Dans un rapport rendu public, Amnesty International expose des cas d’accusation de sorcellerie dans le Nord Ghana à l’endroit des femmes. Des pratiques sociales et culturelles discriminatoires à l’égard des femmes qui amènent l’organisation à attirer l’attention du gouvernement ghanéen, tout en faisant des recommandations pour une amélioration de la situation.
L’organisation a mené une enquête dans quatre camps au cours des deux voyages de recherche qu’elle a effectués dans le pays et elle a interrogé : 93 personnes accusées de sorcellerie ; la famille d’une femme tuée à la suite d’une accusation ; quatre personnes assurant la supervision des camps ; 12 organisations nationales et internationales qui travaillent sur le problème ; une universitaire en sciences du développement et 22 représentant-e-s du gouvernement, y compris des autorités locales.
Il est constaté que le manque de ressources économiques observées dans ces régions (Nord et Nord-Est) par rapport au reste du pays engendre des tensions au sein des communautés et accentue le risque pour des personnes déjà marginalisées, en particulier les femmes âgées, d’être accusées de pratiquer la sorcellerie.
Les accusations, souligne le rapport de Amnesty International, trouvent souvent leur source dans « des événements tragiques, comme une maladie ou un décès, mais peuvent également provenir de certains membres de la communauté ayant eu une vision en rêve, ou qui sont simplement envieux de la personne qu’ils accusent ».
Les personnes accusées de sorcellerie, poursuit le rapport, « sont généralement confrontées à des formes intersectionnelles de discrimination, et sont dans l’incapacité de se défendre, car elles présentent souvent une ou plusieurs caractéristiques qui les mettent plus en danger d’être accusées que d’autres au sein de la communauté ». Ces caractéristiques peuvent inclure « le fait d’être une personne âgée, d’être une femme, la pauvreté, le fait d’avoir reçu une éducation formelle limitée, de souffrir de problèmes de santé ou de présenter un handicap. Les femmes qui ne sont pas mariées, qui ont du succès ou qui ne se conforment pas aux stéréotypes de genre, ont plus de chances d’être prises pour cible par ces accusations, ainsi que les veuves qui n’ont pas de fils adulte », détaille le rapport.

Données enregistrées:

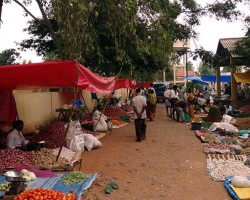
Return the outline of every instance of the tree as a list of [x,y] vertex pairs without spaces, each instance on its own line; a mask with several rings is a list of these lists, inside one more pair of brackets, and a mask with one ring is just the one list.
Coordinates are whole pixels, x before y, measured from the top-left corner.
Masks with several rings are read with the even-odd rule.
[[18,64],[20,53],[16,49],[6,49],[0,53],[0,65]]
[[203,63],[200,64],[198,71],[200,74],[206,74],[206,75],[214,75],[216,73],[214,68],[204,65]]
[[[32,16],[25,7],[32,0],[13,1]],[[236,5],[241,1],[216,1],[202,7],[194,0],[36,0],[43,18],[32,16],[30,25],[44,28],[34,29],[30,33],[36,38],[21,45],[35,48],[40,55],[53,52],[61,59],[79,59],[102,75],[115,75],[121,67],[125,72],[155,73],[170,66],[175,40],[197,35],[193,26],[199,25],[202,16],[233,20],[240,15]],[[178,22],[179,17],[184,23]],[[206,55],[211,58],[203,51]]]

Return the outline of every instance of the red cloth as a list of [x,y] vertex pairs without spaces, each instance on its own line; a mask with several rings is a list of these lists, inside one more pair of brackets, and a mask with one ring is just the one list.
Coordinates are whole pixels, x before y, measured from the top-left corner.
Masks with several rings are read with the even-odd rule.
[[74,88],[76,84],[79,89],[106,94],[113,91],[115,77],[101,77],[75,61],[0,66],[0,89]]
[[4,125],[12,125],[16,120],[16,105],[14,95],[11,90],[0,90],[0,121],[5,122]]
[[141,88],[141,87],[148,88],[148,87],[150,87],[151,84],[153,84],[153,82],[140,83],[140,84],[134,85],[133,89]]
[[116,80],[114,90],[118,90],[121,88],[132,89],[132,87],[133,87],[133,81],[129,80],[128,78],[123,78]]

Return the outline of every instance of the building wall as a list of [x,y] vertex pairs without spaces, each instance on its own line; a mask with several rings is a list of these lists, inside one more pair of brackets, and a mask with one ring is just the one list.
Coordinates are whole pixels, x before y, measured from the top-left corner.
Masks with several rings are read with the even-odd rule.
[[[120,89],[116,92],[121,94],[123,102],[127,97],[127,89]],[[73,92],[16,90],[13,91],[13,94],[18,117],[25,123],[25,132],[34,131],[49,124],[52,120],[56,120],[58,116],[56,109],[61,108],[64,104],[70,104],[70,101],[74,99]],[[97,102],[92,100],[91,93],[88,91],[82,91],[82,95],[89,112],[92,112]],[[102,95],[97,96],[102,98]],[[81,99],[81,97],[79,98]]]

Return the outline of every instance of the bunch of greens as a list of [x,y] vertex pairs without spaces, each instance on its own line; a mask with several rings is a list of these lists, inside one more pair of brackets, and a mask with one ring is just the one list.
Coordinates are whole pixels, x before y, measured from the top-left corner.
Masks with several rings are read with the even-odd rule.
[[120,121],[129,123],[131,120],[130,120],[130,117],[128,115],[122,115],[122,116],[120,116]]

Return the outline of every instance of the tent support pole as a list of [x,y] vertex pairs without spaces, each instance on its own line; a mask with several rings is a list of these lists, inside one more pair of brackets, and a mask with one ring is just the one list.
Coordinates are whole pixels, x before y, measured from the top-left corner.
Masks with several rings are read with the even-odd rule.
[[86,105],[86,108],[87,108],[87,111],[88,111],[88,114],[89,114],[89,108],[88,108],[88,106],[87,106],[87,104],[86,104],[86,101],[85,101],[83,95],[82,95],[82,91],[80,90],[79,92],[80,92],[80,95],[81,95],[81,97],[82,97],[82,100],[83,100],[84,104]]
[[[70,122],[72,121],[71,120],[72,119],[72,114],[73,114],[73,110],[74,110],[75,103],[76,103],[76,95],[77,95],[77,92],[78,92],[79,62],[76,60],[76,63],[77,63],[77,66],[76,66],[76,82],[75,82],[75,91],[74,91],[74,102],[73,102],[73,106],[72,106],[70,114],[69,114],[69,122],[68,122],[67,128],[65,130],[64,140],[65,140],[65,138],[66,138],[66,136],[68,134]],[[62,147],[63,147],[63,143],[61,144],[60,149],[59,149],[58,154],[57,154],[57,157],[56,157],[56,161],[57,162],[58,162],[58,159],[60,157],[60,154],[61,154],[61,151],[62,151]]]
[[[118,76],[121,74],[121,72],[122,72],[122,67],[120,68],[119,73],[117,74],[117,76],[116,76],[116,78],[115,78],[115,79],[117,79],[117,78],[118,78]],[[108,105],[108,103],[109,103],[109,101],[110,101],[110,98],[111,98],[112,93],[113,93],[113,91],[109,94],[109,96],[108,96],[108,100],[107,100],[106,104],[104,105],[103,110],[105,110],[105,109],[106,109],[106,107],[107,107],[107,105]],[[100,117],[99,117],[99,119],[97,120],[97,122],[96,122],[96,124],[95,124],[95,126],[94,126],[93,130],[95,130],[95,128],[96,128],[96,126],[97,126],[97,124],[99,123],[99,121],[100,121],[100,119],[101,119],[101,117],[102,117],[103,110],[101,111]]]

[DÉTAILS DE L'EXERCICE]: Poursuivez le texte sur les accusations de sorcellerie visant des femmes dans le Nord Ghana, en reprenant après sa dernière phrase.

[RÉPONSE ATTENDUE]:
Les accusations, en effet, proviennent de la cellule familiale et peuvent donner lieu à « des actes de violence, y compris des homicides, ce qui ne laisse aux personnes accusées qu’un seul choix, celui de fuir ».
Au Ghana, constate Amnesty International, les faits de violence perpétrés contre des personnes accusées de sorcellerie sont rarement signalés à la police. Ce manque de signalement qui est en partie dû à l’ignorance de la population par rapport à leur droit et la crainte des représailles des accusateurs. Par ailleurs, « le manque de lois spécifiques relatives aux attaques liées à la sorcellerie, aggravé par l’absence d’une campagne nationale globale visant les régions concernées, porte atteinte aux droits à la vie et à la sécurité des personnes accusées et de celles qui sont à risque de l’être ».
Ces femmes se trouvent obligées de se réfugier dans des camps où des conditions de vie sont très précaires. « Compte tenu des conditions de vie dans les camps, les résident-e-s sont tout spécialement exposés aux maladies. La santé mentale est aussi préoccupante dans les camps. Une femme a déclaré à Amnesty International qu’elle avait même envisagé de se suicider », rapporte l’enquête.
Pour finir, Amnesty International formule des recommandations à l’endroit de l’Etat ghanéen. L’organisation suggère à ce que le gouvernement « mette en œuvre une campagne de sensibilisation nationale coordonnée, et sur le long terme, afin de remettre en question les pratiques sociales et culturelles discriminatoires à l’égard des femmes et des personnes âgées, notamment les accusations de sorcellerie ».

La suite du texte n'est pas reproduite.